# Exercise passage
################

Has the move to online teaching during the Covid-19 pandemic made it harder to teach well?

If you’re someone for whom teaching is just about giving lectures and organising seminars, switching to online teaching can be difficult. But if you’re focused on creating an environment that enables students to develop an understanding of their subject, then you’ll already be thinking about how you can use the online environment to support their understanding. The challenges should be more surmountable. 

Clearly, a lot depends on your work environment, the level of autonomy you enjoy, and the demands on your time. There’s also the matter of whether the people you’re teaching are used to engaging with online learning.

What can academics do to improve their own teaching if they’re not getting support?

You have to start off being kind to yourself and understanding that teaching is always difficult. You need to accept what’s possible rather than aim for an unattainable ideal. So much in education focuses on best practices, and that doesn’t help teachers at all because the practices that will be effective are always shaped by who the students are and what the knowledge is. 

What is it that will help your students understand the particular ideas, concepts and practices you’re trying to explain? Often, what people think teaching ‘should be’ gets in the way of answering such questions. There is no secret golden method that will change everything.

What advice do you have for those who find less motivation in teaching than in research?

################

# Listed records
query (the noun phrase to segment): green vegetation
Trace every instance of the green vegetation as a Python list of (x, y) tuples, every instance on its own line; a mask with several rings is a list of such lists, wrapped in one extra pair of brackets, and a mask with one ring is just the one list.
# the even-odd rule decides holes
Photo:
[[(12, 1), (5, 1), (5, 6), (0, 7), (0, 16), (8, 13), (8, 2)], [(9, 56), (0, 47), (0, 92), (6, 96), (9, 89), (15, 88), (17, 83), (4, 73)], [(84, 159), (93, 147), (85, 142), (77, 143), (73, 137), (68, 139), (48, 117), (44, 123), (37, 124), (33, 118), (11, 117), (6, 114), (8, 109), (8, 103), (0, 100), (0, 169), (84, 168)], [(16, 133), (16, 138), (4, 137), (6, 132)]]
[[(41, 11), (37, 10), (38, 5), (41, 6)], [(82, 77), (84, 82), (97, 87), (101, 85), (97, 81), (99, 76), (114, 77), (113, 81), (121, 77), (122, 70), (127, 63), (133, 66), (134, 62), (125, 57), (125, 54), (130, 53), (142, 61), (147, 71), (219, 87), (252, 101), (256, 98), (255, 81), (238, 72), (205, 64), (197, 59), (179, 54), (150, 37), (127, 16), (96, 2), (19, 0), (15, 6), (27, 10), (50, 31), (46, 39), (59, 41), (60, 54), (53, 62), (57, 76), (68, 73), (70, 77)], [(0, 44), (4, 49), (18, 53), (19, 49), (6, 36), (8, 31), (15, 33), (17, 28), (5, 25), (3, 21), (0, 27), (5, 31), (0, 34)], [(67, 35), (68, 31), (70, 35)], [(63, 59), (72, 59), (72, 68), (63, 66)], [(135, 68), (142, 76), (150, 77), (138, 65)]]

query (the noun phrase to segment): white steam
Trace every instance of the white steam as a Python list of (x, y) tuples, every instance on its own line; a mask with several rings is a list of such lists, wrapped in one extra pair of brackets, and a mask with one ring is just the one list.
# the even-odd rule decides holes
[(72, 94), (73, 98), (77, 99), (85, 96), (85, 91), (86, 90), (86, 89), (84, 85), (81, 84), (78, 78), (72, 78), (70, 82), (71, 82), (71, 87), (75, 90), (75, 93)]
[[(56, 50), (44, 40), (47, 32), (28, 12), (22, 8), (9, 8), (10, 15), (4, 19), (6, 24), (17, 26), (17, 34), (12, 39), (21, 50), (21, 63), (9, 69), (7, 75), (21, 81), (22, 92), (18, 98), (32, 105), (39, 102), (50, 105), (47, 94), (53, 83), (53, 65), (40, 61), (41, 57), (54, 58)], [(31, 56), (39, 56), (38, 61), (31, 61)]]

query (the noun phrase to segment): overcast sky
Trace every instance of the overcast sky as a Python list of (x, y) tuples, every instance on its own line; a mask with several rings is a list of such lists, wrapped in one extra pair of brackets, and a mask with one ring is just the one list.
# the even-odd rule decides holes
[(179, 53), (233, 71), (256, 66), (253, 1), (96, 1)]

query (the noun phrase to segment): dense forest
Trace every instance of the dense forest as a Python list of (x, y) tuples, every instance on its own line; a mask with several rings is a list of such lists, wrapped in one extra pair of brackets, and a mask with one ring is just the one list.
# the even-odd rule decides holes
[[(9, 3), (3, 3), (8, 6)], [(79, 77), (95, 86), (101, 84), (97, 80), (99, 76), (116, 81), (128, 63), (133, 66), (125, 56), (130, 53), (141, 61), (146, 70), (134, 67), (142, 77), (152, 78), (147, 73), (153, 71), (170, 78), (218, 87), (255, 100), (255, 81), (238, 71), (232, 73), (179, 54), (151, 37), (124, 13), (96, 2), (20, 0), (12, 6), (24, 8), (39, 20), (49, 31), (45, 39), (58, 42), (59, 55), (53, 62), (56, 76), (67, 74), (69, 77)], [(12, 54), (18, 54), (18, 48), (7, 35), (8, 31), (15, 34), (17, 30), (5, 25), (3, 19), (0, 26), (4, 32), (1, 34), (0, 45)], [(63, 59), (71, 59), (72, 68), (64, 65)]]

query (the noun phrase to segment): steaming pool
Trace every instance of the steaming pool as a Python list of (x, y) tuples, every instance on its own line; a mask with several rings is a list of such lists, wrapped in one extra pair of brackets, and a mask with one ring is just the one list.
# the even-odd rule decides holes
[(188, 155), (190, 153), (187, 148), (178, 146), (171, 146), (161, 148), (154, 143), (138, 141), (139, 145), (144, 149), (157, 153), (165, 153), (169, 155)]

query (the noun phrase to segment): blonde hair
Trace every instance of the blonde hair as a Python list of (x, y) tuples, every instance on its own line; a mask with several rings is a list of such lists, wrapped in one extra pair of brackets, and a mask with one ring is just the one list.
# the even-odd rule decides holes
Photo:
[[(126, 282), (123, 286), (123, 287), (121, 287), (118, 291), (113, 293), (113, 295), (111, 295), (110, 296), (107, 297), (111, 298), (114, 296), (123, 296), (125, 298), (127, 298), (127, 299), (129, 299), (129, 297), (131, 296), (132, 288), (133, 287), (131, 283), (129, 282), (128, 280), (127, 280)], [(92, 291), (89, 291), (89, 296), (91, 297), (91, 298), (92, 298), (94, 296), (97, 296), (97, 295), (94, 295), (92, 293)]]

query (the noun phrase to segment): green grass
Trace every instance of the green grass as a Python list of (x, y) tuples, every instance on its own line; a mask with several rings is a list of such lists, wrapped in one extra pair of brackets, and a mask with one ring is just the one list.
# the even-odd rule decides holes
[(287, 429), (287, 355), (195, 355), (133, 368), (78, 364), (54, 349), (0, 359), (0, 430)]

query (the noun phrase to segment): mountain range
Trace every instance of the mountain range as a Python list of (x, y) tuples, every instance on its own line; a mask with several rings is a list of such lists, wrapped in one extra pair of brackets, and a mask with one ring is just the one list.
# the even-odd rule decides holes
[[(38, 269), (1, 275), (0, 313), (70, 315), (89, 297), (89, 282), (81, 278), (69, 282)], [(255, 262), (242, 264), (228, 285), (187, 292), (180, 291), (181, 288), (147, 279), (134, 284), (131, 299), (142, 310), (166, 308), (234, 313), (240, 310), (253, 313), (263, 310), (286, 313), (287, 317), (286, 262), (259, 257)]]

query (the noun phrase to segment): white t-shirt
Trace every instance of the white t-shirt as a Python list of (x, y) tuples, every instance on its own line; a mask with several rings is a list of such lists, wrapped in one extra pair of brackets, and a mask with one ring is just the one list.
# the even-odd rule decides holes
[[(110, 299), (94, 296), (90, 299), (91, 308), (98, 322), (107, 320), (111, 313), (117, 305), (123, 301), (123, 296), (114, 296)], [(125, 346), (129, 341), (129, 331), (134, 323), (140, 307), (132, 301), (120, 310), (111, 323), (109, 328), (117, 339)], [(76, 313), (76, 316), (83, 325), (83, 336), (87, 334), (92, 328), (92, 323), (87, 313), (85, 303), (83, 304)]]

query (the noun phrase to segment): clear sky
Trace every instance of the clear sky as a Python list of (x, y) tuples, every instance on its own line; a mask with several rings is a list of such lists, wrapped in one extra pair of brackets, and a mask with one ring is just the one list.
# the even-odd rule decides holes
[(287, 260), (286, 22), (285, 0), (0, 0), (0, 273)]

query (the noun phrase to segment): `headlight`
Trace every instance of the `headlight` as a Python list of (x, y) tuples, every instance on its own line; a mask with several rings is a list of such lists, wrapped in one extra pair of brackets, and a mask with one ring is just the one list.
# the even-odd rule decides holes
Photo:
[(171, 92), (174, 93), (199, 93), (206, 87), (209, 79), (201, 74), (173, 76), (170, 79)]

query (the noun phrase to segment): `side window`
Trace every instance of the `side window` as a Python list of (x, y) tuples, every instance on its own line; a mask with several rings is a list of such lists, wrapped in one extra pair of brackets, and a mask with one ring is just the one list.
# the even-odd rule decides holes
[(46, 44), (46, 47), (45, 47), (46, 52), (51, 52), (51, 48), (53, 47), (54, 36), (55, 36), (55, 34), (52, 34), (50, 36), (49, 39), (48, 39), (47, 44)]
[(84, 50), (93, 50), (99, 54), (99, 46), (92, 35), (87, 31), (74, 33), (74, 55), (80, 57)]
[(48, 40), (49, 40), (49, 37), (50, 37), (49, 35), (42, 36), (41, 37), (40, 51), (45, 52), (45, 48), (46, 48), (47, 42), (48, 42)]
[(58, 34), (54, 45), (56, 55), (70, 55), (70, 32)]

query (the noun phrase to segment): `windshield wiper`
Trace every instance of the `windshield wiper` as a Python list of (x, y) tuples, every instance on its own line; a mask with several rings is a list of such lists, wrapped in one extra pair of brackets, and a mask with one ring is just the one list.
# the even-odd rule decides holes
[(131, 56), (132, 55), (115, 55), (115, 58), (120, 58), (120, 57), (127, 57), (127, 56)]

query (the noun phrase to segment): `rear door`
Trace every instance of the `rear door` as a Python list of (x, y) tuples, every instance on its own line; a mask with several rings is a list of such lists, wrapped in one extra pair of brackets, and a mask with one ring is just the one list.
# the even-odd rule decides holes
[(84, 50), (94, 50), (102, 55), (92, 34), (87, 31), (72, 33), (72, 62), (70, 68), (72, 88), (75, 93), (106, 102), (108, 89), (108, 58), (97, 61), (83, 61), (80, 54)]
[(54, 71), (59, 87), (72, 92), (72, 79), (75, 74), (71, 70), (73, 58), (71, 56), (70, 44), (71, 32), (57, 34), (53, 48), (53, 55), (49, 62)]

################

Pick up the interview about teaching online during the Covid-19 pandemic right after its final question.

The way I think about it is, academics have a responsibility to look after knowledge. How do you make the knowledge you’re incredibly excited about as a researcher accessible to your students? The more you understand that it’s about giving your particular take on a subject, the more it becomes something that’s about your personal relationship to knowledge, rather than trying to introduce students to a depersonalised block of knowledge that would be uninspiring and boring to anyone.

What do you find most difficult in your teaching practice?

On our structured doctoral programmes, I have found it much easier to teach 30 to 50 people than a small group. I see my role as a teacher to provide students with ideas and resources, and then to help them think about how that’s going to play out in their own work. I find that much more difficult in a smaller group, where there is much more attention on me. I’m not sure I succeeded in that setup. That’s the thing about teaching—there are some things that are difficult; you just do your best.

Has the Teaching Excellence Framework (TEF) affected teaching in universities?

There’s not a lot of evidence that it has directly affected teaching. Unsurprisingly, the main impact is on how universities monitor the metrics covered by the TEF. A lot of the unfortunate things that have come through the TEF, like those through the Research Excellence Framework and the Research Assessment Exercise before it, are in fact down to how institutions have interpreted it and introduced performance management systems, rather than anything in the policy itself.

How do you approach your funding bids?

My strategy has always been to follow the thing I’m interested in. If your main focus is the money, then you’ve completely wasted your time if you don’t get the funding. And if you do get the money, it will never be as much as the work you’re going to do. Unless it’s research that you definitely want to do, there’s no point in putting in the application.

Do you plan beyond your next project?

I do. If you focus on individual projects, and you move from project to project, every specific application becomes important. But if you take a broader view and think about how your projects connect and form an overall contribution to your discipline, that can make life easier. 

I try to work on five- to 10-year timescales and think about where my research is going in this period. Just spending that time standing back and thinking about the overall trajectory helps.

How do you deal with funding setbacks?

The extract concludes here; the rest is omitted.